AIM A:
Using the numpy lab page, decide whether each statement agrees with it: (i) the lab has both a Part A and a Part B; (ii) the sea_ice.txt data runs from 1979 to 2013; (iii) the sea ice measurements are taken once a month. Answer each with yes or no and quote the words from the page that decide it.

### ENGG1811 Lab07: numpy data analysis

ENGG1811 Lab 07: numpy data analysis

Objectives

After completing this lab, students should be able to

Use numpy to solve some data analysis problems

Assessment

This lab consists of Part A only.

You are expected to complete all the parts and show them to your tutor. Remember you must be ready for some assessment half an hour before the end of the class. These two exercises are worth 2 marks.

For all the programs, we expect that you choose informative variable names and document your program. There is also an online assessment question which is worth 1 mark. We suggest that you attempt this question after completing both parts.

Getting Started

We suggest that you create a folder called lab07 to keep all the files for this lab.

Part A: Data analysis using numpy

Among the many data sets used in climate change research, the Sea Ice Index, or the area covered by sea ice in the northern hemisphere shows particularly marked changes. There are seasonal variations across each year, and trends that span a number of years.

The file sea_ice.txt (You can download this file by right clicking on the link, and choose “Download Linked File”) contains northern hemisphere total sea ice data, in units of millions of square km, between 1979 and 2013 (i.e., 35 years in total). There are 24 measurements per year, measured once every half a month. The data in sea_ice.txt has 35 rows (one row per year) and 25 columns where the first column contains the year in which the measurements in that row were taken; the half-monthly measurements are stored from the second to the last column. After you have downloaded the file sea_ice.txt, you need to make sure that it is in the directory that you had created earlier.

You will need to do a number of pre-processing steps to get the data ready. The steps are shown in the box below with yellow background. One of the first step of data analysis is always to plot the data, so you will do that.

INFORMATION SUPPLIED:
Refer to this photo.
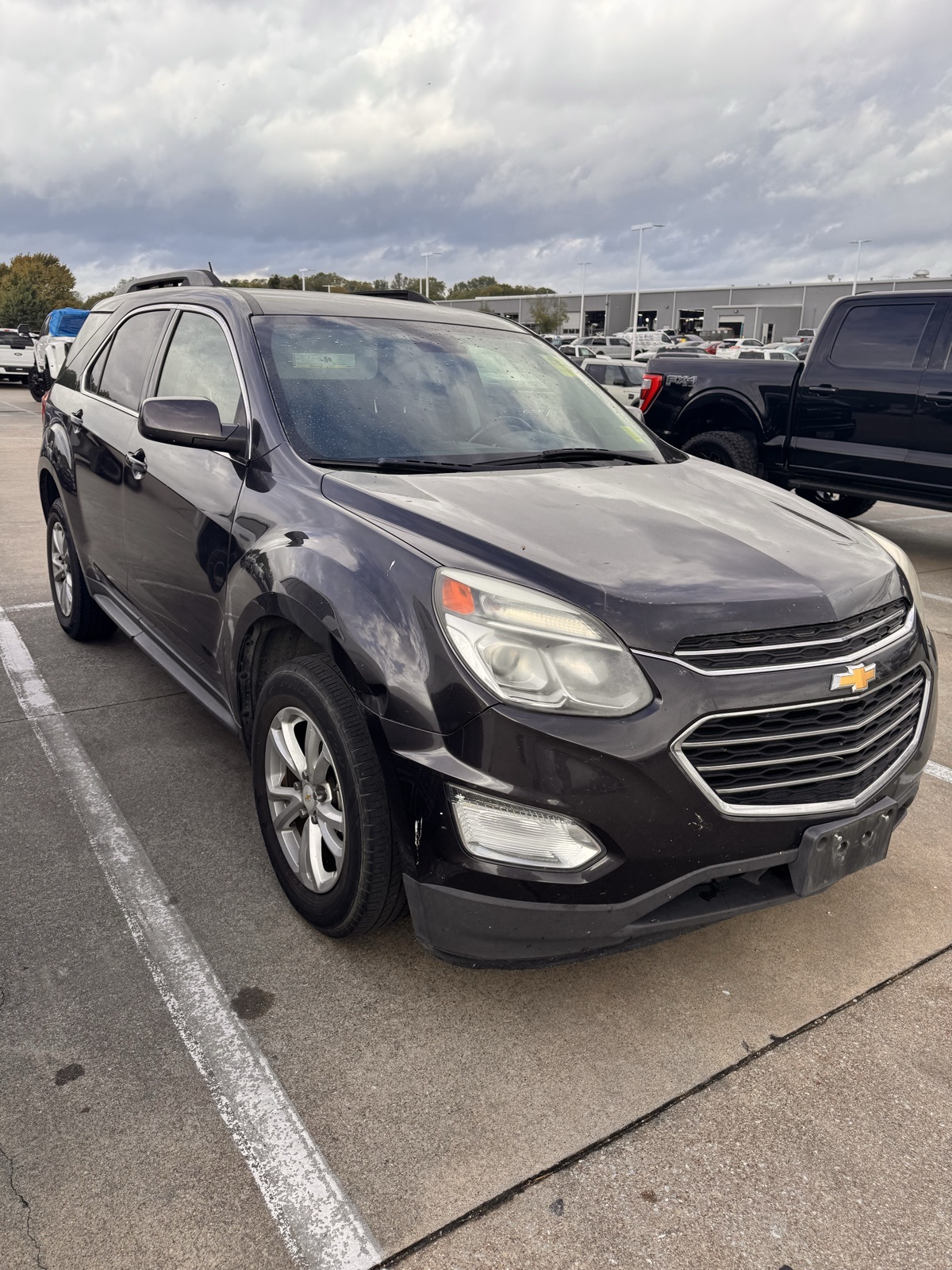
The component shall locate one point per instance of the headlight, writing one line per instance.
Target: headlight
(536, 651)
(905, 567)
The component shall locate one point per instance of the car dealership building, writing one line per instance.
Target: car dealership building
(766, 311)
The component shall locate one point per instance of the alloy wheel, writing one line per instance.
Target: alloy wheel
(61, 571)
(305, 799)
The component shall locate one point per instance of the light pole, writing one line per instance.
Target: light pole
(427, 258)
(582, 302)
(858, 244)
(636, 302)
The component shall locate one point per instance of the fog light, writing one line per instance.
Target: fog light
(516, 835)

AIM B:
Quote the part of the rows that opens with the line containing "The component shall locate one point per instance of the light" and runs through the last line of the rows, including both ends.

EXERCISE RESPONSE A:
(i) No: "This lab consists of Part A only."
(ii) Yes: "between 1979 and 2013 (i.e., 35 years in total)"
(iii) No: "measured once every half a month"

EXERCISE RESPONSE B:
The component shall locate one point per instance of the light pole, writing one line per instance.
Target: light pole
(427, 258)
(582, 302)
(858, 244)
(636, 302)
The component shall locate one point per instance of the fog light, writing one line per instance.
Target: fog light
(516, 835)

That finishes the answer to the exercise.